• _EXCERPTED DATA_
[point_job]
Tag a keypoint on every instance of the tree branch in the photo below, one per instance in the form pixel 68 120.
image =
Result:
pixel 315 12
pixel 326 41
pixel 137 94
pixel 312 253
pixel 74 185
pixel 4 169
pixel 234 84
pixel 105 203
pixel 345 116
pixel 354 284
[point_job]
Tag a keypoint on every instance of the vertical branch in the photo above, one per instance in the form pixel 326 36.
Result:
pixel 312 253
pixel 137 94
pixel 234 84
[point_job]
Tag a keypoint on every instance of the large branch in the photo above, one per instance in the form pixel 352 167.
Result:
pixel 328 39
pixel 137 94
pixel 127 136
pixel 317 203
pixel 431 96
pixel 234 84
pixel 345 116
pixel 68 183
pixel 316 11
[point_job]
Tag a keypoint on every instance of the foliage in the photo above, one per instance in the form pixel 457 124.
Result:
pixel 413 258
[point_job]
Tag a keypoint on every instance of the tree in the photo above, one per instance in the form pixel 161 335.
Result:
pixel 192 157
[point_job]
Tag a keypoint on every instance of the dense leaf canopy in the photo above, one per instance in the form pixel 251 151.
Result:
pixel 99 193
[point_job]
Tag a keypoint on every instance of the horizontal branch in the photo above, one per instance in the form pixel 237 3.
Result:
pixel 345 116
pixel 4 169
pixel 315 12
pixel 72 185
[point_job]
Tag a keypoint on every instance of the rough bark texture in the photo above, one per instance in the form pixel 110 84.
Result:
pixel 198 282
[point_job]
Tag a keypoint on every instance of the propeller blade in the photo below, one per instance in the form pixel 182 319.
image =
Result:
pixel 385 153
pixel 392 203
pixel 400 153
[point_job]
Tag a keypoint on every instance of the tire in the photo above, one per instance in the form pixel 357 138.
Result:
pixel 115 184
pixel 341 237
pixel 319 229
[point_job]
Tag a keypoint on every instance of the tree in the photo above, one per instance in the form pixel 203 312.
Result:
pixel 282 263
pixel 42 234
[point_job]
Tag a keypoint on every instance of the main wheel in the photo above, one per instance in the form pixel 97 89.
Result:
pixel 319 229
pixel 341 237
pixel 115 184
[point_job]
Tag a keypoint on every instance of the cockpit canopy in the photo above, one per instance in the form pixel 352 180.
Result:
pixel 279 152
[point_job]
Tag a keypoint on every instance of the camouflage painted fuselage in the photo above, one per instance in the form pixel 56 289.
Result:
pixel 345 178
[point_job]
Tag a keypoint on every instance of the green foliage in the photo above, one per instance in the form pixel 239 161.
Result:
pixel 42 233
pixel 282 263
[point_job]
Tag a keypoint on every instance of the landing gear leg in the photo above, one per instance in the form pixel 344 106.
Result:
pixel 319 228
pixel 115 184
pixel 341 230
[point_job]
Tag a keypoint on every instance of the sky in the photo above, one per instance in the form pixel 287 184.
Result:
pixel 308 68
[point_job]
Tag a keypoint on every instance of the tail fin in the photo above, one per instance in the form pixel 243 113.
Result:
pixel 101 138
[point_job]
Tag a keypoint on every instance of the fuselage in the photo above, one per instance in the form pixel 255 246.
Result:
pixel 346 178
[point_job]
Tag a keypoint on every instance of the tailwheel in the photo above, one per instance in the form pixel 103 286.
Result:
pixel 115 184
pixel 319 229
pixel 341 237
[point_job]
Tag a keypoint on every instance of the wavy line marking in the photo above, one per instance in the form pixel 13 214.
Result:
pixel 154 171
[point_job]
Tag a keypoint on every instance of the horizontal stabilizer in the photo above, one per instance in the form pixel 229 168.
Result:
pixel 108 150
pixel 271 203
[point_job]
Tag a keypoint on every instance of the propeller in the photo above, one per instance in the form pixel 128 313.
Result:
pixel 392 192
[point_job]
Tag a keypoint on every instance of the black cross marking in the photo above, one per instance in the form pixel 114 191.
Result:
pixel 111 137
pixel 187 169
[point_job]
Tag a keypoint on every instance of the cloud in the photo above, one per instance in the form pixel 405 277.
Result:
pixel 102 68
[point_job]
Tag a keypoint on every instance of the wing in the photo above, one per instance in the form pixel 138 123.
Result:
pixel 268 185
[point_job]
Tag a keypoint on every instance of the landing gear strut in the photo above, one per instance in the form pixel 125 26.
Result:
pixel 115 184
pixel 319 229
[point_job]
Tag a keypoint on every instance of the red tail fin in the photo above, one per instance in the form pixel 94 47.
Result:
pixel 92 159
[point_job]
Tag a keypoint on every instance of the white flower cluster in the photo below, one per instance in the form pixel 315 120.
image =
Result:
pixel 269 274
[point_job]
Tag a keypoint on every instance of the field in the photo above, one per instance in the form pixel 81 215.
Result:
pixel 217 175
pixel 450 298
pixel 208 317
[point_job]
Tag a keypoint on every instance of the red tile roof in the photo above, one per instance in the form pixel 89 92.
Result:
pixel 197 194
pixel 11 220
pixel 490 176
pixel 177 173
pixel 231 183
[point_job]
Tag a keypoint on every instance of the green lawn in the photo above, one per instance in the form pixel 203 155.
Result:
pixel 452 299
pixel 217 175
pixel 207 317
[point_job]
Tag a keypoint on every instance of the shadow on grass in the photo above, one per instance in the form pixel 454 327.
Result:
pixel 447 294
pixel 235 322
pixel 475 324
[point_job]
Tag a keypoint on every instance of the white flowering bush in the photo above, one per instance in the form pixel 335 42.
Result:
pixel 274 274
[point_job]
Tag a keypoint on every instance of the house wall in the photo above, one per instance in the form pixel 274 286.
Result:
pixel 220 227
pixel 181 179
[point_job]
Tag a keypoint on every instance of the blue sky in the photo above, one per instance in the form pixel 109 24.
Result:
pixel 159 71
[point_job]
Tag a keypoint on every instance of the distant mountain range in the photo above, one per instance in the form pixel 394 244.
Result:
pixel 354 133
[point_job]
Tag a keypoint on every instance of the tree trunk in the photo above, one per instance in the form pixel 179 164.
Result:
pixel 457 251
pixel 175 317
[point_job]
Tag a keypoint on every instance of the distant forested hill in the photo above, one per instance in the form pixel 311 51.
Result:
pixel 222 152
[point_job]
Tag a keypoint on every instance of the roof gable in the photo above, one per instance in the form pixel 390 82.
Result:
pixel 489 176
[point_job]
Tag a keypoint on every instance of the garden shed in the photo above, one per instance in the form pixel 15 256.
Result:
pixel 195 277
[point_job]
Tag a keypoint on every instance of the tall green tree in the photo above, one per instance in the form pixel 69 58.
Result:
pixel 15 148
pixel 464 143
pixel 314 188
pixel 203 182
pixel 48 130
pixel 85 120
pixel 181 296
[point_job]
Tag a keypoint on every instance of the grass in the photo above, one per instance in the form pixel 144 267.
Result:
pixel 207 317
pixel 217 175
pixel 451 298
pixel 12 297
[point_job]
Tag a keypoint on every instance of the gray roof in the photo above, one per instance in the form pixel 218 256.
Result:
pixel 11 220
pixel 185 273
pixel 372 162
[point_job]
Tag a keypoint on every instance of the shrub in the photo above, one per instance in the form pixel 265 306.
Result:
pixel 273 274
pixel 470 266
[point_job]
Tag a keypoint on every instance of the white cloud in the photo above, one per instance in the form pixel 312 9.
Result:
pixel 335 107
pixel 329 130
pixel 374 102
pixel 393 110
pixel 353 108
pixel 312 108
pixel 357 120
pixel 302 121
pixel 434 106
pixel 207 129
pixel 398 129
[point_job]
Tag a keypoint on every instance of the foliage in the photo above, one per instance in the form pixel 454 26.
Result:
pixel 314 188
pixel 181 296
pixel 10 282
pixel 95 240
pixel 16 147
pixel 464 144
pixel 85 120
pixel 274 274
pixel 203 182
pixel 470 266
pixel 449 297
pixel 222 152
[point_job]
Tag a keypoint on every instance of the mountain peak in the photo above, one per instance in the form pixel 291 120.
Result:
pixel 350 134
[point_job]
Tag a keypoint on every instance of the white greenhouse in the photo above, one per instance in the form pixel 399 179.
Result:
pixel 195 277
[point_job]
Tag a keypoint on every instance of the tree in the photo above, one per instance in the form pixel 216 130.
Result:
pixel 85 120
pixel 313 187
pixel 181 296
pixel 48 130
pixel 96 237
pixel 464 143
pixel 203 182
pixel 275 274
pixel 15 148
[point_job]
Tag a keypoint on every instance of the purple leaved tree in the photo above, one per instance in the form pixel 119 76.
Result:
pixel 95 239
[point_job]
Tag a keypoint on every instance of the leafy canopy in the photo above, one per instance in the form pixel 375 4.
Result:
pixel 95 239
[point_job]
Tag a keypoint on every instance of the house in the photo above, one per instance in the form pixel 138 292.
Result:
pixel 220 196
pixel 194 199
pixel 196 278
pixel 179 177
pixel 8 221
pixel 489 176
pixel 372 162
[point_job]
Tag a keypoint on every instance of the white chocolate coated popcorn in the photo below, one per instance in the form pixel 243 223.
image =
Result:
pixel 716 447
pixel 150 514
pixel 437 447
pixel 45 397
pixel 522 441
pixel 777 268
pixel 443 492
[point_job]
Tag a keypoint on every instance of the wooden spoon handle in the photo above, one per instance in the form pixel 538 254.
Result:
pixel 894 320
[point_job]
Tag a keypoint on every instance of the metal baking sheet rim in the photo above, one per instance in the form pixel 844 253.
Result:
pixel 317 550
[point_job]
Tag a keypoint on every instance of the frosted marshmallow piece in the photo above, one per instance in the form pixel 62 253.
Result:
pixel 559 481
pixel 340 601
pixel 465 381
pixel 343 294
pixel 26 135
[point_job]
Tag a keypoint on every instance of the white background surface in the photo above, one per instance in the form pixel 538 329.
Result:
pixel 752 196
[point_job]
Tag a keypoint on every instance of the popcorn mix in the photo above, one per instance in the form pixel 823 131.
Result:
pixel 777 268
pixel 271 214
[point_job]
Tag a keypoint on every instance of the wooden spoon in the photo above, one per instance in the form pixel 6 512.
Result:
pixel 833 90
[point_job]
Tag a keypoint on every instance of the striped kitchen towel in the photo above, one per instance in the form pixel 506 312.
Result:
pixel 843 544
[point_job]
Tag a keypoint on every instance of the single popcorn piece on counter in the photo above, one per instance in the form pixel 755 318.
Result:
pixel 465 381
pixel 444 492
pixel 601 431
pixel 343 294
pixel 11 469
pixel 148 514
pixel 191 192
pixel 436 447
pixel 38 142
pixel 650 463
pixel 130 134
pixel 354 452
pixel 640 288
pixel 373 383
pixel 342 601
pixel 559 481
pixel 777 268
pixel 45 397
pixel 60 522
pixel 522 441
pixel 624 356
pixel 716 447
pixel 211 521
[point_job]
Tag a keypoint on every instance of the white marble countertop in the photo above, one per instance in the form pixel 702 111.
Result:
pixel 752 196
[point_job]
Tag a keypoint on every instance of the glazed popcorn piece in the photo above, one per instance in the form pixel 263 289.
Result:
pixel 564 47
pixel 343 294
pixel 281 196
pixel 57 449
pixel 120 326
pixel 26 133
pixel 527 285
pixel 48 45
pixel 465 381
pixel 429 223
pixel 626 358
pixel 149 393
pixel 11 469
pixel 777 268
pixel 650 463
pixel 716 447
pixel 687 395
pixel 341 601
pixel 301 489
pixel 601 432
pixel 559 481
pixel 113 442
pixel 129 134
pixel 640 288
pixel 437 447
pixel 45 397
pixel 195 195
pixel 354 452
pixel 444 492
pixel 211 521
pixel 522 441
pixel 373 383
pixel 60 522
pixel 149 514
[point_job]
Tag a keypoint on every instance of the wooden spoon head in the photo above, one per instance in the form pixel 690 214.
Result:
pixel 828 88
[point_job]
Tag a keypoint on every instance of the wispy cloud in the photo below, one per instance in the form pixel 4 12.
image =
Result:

• _GOAL_
Reproduce the records from the beginning through the line with "pixel 192 157", inclusive, swapping every "keypoint" for "marker" and leaving everything else unchanged.

• _ANSWER TO THE TASK_
[point_job]
Tag a marker on every instance of the tree branch in the photo below, one per instance in the form pixel 68 120.
image =
Result:
pixel 315 12
pixel 326 41
pixel 137 94
pixel 312 253
pixel 74 185
pixel 4 169
pixel 234 84
pixel 105 203
pixel 345 116
pixel 354 284
[point_job]
Tag a marker on every instance of the vertical branch in the photo above, one per instance in the form pixel 326 36.
Result:
pixel 312 253
pixel 137 94
pixel 234 84
[point_job]
Tag a marker on every instance of the large branch in the photo above, one per instance in the form pixel 352 167.
Result:
pixel 328 39
pixel 137 94
pixel 127 136
pixel 317 203
pixel 431 96
pixel 234 84
pixel 345 116
pixel 68 183
pixel 316 11
[point_job]
Tag a marker on every instance of the foliage in the photo above, one per instance in the form pixel 457 124.
Result:
pixel 413 258
[point_job]
Tag a marker on every instance of the tree in the photo above, one per instance in the form pixel 161 335.
Result:
pixel 192 157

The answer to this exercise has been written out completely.